Answer these from the seaborn plotting question:
1. At which two values does the poster want the ticks to end?
2. What seed value is passed to the random number generator?
3. How many days past today does the date range run?

Selected text ->
::::::::

0

I am able to plot a seaborn barplot and lineplot on the the same plot with the axes aligned at 0 and the same number of tickers. However, I cannot cut off any empty spaces dynamically. The code for the plot can be found below. What I would like to end up with is the same graph I have attached, but with the tickers ending at -49.3 and -13.63 (to get rid of any blank spaces). I do not want to hard code it, it needs to be dynamic so that it is able to adjust for any input data. Also, both axes still need to align at 0 and have the same number of tickers.

import numpy as np
import pandas as pd
import math
import matplotlib
import matplotlib.pyplot as plt
import seaborn as sns
import matplotlib.dates as md
import matplotlib.ticker as ticker
from datetime import datetime, timedelta

# create dataframes that will be used
date_today = datetime.now()
days = pd.date_range(date_today, date_today + timedelta(1000), freq='D')

np.random.seed(seed=1111)
data_a = np.random.randint(-10, high=20, size=len(days))
data_b = np.random.randint(-30, high=70, size=len(days))

a = pd.DataFrame({'date': days, 'a': data_a})
a = a.set_index('date')

b = pd.DataFrame({'date': days, 'b': data_b})
b = b.set_index('date')

::::::::

Supplied material ->
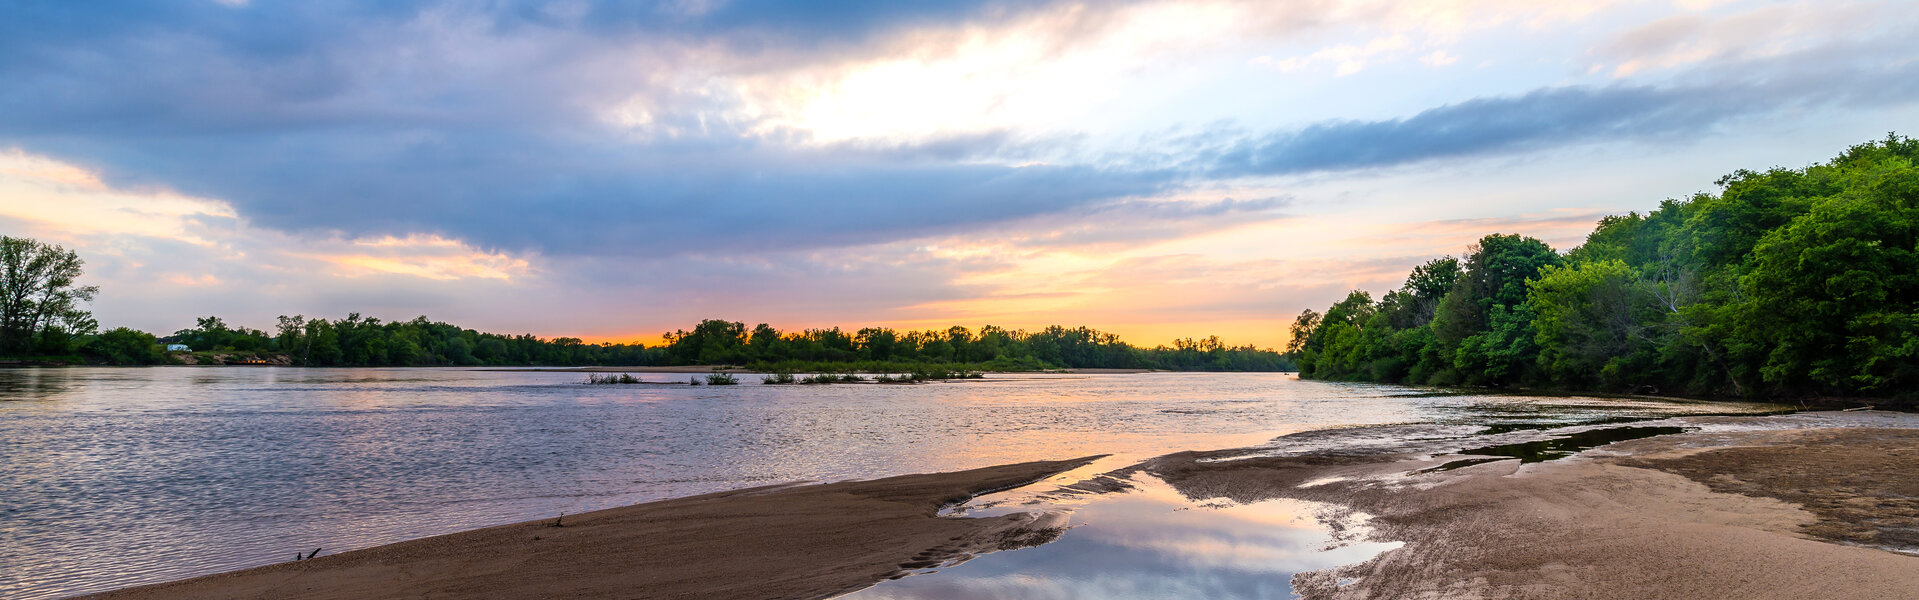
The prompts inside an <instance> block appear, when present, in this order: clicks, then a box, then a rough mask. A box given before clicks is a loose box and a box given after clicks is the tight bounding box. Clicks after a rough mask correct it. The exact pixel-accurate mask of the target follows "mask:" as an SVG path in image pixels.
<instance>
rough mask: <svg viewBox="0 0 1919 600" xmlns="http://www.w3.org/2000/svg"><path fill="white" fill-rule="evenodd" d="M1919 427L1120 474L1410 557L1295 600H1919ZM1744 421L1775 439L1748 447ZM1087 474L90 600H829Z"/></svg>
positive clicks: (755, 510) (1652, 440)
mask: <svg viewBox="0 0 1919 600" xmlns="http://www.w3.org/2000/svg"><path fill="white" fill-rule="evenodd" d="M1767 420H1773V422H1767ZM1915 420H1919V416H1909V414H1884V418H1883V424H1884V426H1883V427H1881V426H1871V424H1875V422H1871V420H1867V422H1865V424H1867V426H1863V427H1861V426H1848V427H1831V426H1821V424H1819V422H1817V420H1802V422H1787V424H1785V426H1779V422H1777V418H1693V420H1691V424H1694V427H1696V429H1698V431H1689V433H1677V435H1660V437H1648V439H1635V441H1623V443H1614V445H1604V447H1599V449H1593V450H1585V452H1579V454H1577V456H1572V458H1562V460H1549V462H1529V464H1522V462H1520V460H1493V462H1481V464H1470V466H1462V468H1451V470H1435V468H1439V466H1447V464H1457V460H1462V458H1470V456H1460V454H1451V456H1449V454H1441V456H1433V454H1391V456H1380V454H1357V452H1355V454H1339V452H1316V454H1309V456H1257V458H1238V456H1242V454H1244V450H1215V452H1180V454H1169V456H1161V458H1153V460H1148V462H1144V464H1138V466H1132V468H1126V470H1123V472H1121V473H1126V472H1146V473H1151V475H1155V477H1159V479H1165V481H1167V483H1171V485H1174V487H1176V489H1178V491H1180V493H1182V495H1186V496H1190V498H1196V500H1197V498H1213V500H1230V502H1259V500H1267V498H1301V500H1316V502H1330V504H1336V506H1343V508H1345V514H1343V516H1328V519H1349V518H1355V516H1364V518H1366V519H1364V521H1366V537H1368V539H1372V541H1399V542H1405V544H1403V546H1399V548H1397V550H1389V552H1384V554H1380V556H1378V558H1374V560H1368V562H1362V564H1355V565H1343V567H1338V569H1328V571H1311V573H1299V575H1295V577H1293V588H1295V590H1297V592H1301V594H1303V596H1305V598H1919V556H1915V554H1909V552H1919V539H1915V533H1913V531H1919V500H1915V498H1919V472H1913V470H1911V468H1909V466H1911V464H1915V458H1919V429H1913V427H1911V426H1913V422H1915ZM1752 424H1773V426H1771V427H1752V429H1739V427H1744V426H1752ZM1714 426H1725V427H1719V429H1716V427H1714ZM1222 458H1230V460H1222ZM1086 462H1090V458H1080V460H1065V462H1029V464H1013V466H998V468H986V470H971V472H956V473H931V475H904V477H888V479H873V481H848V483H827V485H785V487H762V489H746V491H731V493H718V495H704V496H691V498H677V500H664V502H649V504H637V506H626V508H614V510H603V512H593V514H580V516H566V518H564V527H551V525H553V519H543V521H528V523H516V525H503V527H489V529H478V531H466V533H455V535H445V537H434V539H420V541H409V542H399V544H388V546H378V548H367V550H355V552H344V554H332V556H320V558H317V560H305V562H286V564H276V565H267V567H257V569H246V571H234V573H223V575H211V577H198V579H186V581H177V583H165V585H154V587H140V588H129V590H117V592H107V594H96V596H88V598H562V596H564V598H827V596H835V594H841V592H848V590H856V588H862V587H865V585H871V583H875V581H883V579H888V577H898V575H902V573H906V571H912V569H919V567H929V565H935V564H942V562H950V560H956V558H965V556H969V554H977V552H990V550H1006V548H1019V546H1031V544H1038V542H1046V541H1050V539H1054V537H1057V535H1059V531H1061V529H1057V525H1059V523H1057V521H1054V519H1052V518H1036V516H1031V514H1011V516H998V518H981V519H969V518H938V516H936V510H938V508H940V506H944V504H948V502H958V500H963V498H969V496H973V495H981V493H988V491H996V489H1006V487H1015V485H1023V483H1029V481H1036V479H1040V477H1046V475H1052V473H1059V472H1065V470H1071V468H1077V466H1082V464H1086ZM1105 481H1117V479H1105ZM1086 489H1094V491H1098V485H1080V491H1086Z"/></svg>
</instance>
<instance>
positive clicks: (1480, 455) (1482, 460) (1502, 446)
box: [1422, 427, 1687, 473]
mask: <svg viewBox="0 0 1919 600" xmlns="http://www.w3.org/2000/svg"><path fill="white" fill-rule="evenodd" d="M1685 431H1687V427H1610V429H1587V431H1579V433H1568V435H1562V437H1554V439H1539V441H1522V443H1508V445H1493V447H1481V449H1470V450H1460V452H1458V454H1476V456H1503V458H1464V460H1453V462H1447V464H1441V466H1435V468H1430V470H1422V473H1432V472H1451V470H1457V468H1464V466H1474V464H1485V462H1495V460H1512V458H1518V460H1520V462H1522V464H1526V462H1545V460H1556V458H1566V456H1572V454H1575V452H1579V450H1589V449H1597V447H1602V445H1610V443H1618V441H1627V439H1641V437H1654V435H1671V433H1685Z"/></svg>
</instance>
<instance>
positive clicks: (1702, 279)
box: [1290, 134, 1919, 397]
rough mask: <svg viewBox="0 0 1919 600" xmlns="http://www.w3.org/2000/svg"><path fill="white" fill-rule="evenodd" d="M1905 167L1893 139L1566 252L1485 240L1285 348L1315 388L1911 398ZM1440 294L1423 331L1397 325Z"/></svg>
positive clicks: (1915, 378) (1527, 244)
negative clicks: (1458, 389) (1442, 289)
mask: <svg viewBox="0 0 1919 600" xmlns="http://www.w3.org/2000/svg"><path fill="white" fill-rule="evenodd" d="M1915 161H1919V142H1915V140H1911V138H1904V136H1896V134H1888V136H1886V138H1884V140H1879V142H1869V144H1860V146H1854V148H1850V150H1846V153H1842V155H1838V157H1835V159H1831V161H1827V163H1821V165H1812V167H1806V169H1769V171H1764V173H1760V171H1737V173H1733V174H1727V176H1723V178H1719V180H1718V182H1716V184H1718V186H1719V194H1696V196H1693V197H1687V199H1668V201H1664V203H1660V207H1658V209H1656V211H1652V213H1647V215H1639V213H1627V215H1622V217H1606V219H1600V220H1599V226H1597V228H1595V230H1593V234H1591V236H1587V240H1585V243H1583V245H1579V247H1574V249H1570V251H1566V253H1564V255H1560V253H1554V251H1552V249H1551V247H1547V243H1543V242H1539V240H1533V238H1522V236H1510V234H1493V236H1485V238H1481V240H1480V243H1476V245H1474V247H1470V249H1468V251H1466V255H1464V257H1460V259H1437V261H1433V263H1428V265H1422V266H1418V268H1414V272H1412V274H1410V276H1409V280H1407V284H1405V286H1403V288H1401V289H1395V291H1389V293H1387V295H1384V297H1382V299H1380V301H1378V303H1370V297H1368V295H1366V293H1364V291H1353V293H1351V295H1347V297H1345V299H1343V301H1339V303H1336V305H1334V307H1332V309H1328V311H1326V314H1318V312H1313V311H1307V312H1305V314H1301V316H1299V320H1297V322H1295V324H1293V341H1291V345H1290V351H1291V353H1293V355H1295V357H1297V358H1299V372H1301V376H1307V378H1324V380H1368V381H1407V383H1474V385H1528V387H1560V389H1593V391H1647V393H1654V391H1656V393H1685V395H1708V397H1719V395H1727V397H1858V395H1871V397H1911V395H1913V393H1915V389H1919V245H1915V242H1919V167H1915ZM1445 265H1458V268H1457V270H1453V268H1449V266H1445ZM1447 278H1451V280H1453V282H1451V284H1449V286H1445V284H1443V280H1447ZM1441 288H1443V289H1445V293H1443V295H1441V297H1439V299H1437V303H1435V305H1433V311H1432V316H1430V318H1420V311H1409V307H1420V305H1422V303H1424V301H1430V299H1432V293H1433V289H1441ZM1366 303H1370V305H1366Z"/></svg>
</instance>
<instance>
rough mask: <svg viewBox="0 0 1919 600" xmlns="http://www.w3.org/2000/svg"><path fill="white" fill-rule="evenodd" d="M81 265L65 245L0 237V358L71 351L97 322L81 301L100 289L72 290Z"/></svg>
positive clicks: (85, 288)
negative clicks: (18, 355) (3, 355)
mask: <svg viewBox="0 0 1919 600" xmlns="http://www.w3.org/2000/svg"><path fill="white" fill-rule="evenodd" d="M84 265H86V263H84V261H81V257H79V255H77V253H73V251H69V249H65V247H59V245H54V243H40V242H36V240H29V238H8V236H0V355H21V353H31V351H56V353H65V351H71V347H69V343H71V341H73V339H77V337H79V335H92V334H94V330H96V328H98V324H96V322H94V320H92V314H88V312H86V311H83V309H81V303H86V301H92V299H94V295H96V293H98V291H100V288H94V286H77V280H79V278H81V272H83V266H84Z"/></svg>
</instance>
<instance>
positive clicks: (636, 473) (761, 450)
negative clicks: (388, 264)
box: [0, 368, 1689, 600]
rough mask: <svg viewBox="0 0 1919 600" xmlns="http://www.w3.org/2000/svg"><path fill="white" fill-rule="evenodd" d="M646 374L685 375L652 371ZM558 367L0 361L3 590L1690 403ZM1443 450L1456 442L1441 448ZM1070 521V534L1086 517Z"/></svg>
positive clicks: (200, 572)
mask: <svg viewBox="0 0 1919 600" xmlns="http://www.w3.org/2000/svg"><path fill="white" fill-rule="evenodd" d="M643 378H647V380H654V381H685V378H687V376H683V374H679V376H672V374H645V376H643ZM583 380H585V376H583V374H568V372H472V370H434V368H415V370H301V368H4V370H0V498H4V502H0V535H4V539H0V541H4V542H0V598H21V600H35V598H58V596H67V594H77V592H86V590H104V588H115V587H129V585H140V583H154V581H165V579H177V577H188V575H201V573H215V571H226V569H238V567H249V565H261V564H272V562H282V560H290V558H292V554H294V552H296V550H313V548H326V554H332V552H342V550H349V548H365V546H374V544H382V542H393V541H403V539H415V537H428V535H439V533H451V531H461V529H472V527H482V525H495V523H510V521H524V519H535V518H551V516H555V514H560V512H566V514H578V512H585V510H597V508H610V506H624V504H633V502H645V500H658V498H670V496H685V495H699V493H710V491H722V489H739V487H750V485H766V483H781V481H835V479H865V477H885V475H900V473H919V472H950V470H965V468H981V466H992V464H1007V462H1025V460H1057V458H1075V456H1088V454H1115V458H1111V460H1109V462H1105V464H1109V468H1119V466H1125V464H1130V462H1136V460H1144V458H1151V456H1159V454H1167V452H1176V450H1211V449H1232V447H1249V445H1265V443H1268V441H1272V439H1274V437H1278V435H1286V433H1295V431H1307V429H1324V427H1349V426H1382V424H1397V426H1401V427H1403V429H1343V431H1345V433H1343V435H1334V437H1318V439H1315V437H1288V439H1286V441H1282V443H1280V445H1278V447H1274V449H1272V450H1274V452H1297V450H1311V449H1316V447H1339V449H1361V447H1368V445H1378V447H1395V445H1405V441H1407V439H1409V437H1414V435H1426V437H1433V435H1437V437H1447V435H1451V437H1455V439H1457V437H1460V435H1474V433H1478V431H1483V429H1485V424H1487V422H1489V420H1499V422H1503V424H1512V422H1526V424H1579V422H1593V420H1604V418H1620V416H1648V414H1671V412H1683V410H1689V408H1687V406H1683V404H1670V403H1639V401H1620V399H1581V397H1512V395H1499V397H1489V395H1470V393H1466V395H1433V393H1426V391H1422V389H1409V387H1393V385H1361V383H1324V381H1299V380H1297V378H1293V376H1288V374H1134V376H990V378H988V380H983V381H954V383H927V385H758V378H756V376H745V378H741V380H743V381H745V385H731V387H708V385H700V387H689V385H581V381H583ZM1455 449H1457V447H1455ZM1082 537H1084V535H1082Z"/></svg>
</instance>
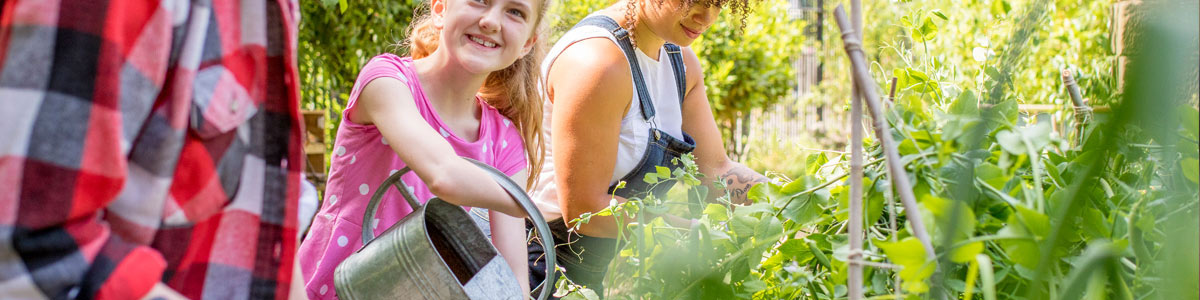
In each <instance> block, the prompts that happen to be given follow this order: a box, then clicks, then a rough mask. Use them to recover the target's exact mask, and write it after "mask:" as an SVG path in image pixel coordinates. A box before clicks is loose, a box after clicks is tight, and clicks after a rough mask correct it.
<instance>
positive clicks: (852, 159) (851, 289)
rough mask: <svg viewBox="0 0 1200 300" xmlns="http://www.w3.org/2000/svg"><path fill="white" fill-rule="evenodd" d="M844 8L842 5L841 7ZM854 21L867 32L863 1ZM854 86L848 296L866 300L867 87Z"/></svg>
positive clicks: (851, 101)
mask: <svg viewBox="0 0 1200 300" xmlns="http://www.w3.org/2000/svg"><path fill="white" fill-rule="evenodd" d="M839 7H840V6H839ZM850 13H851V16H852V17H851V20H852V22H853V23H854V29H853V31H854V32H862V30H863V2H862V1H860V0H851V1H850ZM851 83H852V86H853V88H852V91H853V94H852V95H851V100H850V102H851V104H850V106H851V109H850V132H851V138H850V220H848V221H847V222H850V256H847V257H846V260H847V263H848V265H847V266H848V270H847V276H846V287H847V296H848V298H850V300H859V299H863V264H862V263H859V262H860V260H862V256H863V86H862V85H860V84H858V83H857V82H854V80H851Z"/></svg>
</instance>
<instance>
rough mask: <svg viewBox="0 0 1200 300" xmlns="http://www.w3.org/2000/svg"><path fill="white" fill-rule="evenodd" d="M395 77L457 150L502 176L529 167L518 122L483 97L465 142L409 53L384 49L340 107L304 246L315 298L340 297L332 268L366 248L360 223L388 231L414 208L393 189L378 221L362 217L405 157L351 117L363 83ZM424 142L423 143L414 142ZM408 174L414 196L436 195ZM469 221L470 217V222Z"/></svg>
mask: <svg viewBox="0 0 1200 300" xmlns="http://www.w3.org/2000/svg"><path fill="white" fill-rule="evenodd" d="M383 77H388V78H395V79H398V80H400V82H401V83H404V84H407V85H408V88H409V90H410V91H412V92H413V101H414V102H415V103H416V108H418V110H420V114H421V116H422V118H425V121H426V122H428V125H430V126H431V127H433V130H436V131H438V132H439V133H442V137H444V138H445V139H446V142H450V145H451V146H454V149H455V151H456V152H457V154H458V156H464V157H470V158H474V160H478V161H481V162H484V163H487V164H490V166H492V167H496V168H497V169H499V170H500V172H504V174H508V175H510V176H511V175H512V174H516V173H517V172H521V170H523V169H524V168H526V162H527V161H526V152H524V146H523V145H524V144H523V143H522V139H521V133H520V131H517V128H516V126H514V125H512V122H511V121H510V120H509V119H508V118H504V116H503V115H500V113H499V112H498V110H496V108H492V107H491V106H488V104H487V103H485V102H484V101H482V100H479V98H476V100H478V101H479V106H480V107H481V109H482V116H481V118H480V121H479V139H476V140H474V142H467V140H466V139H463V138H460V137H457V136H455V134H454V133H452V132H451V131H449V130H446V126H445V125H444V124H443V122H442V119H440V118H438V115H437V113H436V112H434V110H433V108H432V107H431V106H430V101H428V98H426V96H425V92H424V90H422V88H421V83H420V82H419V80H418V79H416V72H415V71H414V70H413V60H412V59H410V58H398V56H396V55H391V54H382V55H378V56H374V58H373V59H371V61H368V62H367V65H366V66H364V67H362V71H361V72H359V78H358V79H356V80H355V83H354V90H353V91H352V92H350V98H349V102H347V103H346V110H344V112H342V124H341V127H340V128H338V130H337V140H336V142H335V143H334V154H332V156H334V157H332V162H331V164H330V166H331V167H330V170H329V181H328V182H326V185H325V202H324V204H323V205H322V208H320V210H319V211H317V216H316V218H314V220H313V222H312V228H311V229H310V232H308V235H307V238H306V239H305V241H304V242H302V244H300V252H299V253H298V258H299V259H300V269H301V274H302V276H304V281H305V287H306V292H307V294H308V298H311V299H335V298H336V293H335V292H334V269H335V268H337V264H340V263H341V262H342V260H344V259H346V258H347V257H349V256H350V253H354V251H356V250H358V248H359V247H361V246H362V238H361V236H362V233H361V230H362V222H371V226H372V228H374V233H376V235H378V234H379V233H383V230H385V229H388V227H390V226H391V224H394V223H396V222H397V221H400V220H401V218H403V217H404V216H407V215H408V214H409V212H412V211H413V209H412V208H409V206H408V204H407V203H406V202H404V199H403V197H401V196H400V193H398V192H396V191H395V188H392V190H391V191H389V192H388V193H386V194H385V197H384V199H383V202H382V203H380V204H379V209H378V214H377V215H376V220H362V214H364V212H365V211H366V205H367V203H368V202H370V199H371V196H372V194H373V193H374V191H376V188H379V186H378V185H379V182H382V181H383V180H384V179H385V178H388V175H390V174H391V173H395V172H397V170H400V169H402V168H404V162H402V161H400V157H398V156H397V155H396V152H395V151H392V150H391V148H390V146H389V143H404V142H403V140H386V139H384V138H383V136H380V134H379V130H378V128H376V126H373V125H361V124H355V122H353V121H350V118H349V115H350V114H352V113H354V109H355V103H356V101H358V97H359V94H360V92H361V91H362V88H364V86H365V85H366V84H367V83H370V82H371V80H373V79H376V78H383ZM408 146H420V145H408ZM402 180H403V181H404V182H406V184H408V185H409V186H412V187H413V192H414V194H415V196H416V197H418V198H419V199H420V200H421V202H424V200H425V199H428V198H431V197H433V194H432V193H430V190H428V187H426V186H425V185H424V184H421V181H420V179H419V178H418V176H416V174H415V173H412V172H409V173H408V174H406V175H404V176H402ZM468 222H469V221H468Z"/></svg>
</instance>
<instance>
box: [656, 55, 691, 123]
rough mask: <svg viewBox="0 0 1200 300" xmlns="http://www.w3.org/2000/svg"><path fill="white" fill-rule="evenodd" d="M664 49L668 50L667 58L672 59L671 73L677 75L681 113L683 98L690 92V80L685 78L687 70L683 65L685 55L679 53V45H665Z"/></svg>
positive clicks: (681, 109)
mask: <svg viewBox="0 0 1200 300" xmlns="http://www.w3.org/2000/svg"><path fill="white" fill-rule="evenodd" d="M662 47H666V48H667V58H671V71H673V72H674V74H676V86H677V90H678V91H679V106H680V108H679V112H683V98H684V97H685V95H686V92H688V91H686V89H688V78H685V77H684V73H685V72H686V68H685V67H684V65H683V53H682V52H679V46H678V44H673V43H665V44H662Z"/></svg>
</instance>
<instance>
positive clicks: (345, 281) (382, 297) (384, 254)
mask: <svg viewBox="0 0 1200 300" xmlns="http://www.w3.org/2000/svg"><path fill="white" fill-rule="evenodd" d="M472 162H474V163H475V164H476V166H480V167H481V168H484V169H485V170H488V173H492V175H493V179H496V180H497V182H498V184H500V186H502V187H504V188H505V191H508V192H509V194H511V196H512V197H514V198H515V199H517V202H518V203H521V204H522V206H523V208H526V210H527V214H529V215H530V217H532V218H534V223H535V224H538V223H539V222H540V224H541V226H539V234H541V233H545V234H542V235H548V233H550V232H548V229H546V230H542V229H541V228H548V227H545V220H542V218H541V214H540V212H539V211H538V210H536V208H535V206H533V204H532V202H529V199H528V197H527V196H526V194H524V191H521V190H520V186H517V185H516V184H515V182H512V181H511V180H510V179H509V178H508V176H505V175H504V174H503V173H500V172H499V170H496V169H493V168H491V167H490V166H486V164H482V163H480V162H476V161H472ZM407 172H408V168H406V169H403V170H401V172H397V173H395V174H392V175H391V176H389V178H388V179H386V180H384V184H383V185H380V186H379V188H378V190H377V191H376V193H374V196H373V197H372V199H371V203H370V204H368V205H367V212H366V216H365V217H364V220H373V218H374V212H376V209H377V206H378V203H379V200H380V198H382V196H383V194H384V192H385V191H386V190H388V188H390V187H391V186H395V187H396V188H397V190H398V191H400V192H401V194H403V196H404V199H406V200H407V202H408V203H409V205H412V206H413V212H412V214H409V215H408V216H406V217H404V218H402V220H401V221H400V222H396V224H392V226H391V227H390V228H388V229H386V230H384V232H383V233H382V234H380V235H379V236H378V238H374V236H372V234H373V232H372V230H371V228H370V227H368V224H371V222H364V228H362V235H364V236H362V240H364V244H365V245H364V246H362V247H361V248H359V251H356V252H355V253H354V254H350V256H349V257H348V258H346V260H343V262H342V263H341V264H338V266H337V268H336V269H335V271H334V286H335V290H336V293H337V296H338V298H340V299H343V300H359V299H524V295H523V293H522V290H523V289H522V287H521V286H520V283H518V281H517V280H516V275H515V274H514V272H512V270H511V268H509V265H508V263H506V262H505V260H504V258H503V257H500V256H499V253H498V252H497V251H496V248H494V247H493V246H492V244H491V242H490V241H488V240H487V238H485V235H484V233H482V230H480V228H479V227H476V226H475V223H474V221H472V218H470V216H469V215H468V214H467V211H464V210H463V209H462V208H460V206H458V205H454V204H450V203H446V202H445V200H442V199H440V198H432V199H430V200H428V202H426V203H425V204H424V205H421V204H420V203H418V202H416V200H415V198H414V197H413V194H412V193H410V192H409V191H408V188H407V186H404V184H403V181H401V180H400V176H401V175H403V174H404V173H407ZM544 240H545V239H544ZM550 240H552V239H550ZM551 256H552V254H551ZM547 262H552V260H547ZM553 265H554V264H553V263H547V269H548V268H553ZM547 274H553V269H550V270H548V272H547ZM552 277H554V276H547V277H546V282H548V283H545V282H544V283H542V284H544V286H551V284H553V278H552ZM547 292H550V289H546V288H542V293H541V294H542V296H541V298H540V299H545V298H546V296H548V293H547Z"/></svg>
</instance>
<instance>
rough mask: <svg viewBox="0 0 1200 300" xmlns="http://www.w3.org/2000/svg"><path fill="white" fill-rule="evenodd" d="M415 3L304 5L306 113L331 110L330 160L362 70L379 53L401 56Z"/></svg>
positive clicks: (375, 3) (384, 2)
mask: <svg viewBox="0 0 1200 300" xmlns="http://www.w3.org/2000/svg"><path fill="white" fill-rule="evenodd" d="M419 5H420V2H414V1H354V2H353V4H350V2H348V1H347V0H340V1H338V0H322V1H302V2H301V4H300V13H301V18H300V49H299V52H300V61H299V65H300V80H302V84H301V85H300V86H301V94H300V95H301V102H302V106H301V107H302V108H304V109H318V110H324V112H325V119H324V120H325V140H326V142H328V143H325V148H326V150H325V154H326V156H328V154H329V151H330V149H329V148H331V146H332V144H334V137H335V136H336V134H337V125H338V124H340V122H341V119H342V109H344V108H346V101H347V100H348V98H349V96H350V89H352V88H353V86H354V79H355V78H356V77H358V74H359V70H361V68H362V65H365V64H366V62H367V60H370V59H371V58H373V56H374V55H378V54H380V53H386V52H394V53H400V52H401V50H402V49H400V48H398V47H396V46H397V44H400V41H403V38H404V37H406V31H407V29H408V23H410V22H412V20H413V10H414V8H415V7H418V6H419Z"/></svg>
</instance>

::::::::

Task output ->
1. -49.3 and -13.63
2. 1111
3. 1000